» **Problem requirements**: The full listing below should be returned without a single change.

* * * * * * *

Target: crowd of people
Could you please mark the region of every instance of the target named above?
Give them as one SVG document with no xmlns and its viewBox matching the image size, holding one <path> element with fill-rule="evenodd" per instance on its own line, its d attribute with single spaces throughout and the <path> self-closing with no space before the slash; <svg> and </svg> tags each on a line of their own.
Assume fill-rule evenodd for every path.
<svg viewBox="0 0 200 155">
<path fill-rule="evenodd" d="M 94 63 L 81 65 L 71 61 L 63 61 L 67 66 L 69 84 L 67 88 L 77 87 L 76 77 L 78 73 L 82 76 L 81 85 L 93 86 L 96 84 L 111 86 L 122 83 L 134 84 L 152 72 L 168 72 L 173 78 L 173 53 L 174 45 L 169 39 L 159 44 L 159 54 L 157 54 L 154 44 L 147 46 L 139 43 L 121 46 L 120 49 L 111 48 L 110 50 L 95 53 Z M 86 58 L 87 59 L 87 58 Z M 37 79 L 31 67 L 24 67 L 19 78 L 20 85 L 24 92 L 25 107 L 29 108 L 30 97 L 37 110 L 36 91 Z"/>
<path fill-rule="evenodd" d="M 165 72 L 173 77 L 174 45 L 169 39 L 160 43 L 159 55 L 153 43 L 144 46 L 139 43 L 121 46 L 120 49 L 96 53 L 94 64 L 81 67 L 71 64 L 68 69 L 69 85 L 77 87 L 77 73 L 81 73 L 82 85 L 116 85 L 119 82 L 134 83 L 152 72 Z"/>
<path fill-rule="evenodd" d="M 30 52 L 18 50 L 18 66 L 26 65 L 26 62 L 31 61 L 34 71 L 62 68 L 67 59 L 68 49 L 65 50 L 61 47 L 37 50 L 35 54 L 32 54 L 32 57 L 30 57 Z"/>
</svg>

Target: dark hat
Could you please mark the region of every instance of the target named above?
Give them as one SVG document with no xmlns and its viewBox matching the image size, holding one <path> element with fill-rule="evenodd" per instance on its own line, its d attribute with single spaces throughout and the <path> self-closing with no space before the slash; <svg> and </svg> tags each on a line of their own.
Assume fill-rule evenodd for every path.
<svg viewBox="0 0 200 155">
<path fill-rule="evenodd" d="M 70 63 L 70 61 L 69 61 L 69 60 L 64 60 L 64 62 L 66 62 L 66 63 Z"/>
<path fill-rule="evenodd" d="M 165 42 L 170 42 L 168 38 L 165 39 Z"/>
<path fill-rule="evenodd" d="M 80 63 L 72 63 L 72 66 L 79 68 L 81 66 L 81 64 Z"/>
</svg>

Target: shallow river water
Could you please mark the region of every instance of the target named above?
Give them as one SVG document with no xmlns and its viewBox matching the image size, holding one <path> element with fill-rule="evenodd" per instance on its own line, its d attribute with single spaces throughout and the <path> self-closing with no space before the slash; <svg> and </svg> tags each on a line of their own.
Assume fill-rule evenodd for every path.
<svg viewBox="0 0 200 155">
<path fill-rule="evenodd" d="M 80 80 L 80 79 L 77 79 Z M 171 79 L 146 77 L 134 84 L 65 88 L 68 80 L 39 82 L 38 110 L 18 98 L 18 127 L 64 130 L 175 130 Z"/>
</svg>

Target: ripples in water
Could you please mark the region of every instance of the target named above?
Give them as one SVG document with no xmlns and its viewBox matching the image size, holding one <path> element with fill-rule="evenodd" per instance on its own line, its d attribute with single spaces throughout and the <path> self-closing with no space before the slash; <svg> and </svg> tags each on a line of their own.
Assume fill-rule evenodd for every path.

* * * * * * *

» **Problem solution**:
Target: crowd of people
Could you please mark the region of every instance of the target named above?
Give them as one SVG document with no xmlns and its viewBox matching the image size, holding one <path> element with fill-rule="evenodd" per instance on its own line, its d attribute with single spaces throughout and the <path> self-closing with no space before the slash; <svg> and </svg> tags each on a line of their own.
Assume fill-rule evenodd for every path.
<svg viewBox="0 0 200 155">
<path fill-rule="evenodd" d="M 94 63 L 81 65 L 71 61 L 63 61 L 67 66 L 69 84 L 67 88 L 77 87 L 76 77 L 78 73 L 82 76 L 81 85 L 93 86 L 96 84 L 111 86 L 122 83 L 134 84 L 152 72 L 168 72 L 173 78 L 173 53 L 174 45 L 169 39 L 159 44 L 159 54 L 157 54 L 154 44 L 147 46 L 139 43 L 121 46 L 120 49 L 111 48 L 110 50 L 95 53 Z M 86 58 L 87 59 L 87 58 Z M 37 79 L 31 67 L 24 67 L 19 78 L 20 85 L 24 92 L 25 107 L 29 108 L 30 97 L 37 110 L 36 91 Z"/>
<path fill-rule="evenodd" d="M 165 72 L 173 77 L 174 45 L 169 39 L 160 43 L 159 55 L 153 43 L 144 46 L 139 43 L 121 46 L 120 49 L 96 53 L 94 64 L 81 67 L 71 64 L 68 69 L 69 85 L 77 87 L 77 73 L 81 73 L 82 85 L 116 85 L 119 82 L 134 83 L 152 72 Z"/>
<path fill-rule="evenodd" d="M 30 52 L 18 50 L 18 66 L 26 65 L 26 62 L 31 61 L 34 71 L 62 68 L 67 59 L 68 49 L 65 50 L 61 47 L 37 50 L 35 54 L 32 54 L 32 57 L 30 57 Z"/>
</svg>

Target: dark hat
Could you please mark the region of every instance of the target named above?
Give them as one SVG document with no xmlns and its viewBox matching the image size, holding one <path> element with fill-rule="evenodd" per instance on its own line, its d attribute with single spaces throughout and the <path> self-closing with no space before the slash; <svg> and </svg> tags each on a line of their own.
Assume fill-rule evenodd for every path.
<svg viewBox="0 0 200 155">
<path fill-rule="evenodd" d="M 70 63 L 70 61 L 69 61 L 69 60 L 64 60 L 64 62 L 66 62 L 66 63 Z"/>
<path fill-rule="evenodd" d="M 165 42 L 170 42 L 168 38 L 165 39 Z"/>
<path fill-rule="evenodd" d="M 80 63 L 72 63 L 72 66 L 79 68 L 81 66 L 81 64 Z"/>
</svg>

Target: shallow river water
Could you please mark the region of every instance of the target named above?
Give them as one SVG document with no xmlns and its viewBox matching the image size, holding one <path> element with fill-rule="evenodd" per instance on its own line, its d attribute with single spaces throughout and the <path> self-closing with no space before the slash; <svg> and </svg> tags each on a line of their own.
Assume fill-rule evenodd for every path.
<svg viewBox="0 0 200 155">
<path fill-rule="evenodd" d="M 80 80 L 80 79 L 77 79 Z M 171 79 L 146 77 L 134 84 L 65 88 L 68 80 L 39 82 L 38 110 L 18 98 L 18 127 L 64 130 L 175 130 Z"/>
</svg>

Target: ripples in water
Could you please mark the region of every instance of the target named above?
Give them as one SVG document with no xmlns and its viewBox matching the image size, holding one <path> element with fill-rule="evenodd" per instance on its own line, its d attribute with single spaces throughout and the <path> self-closing with no space before the slash; <svg> and </svg> tags each on a line of their own.
Assume fill-rule evenodd for every path.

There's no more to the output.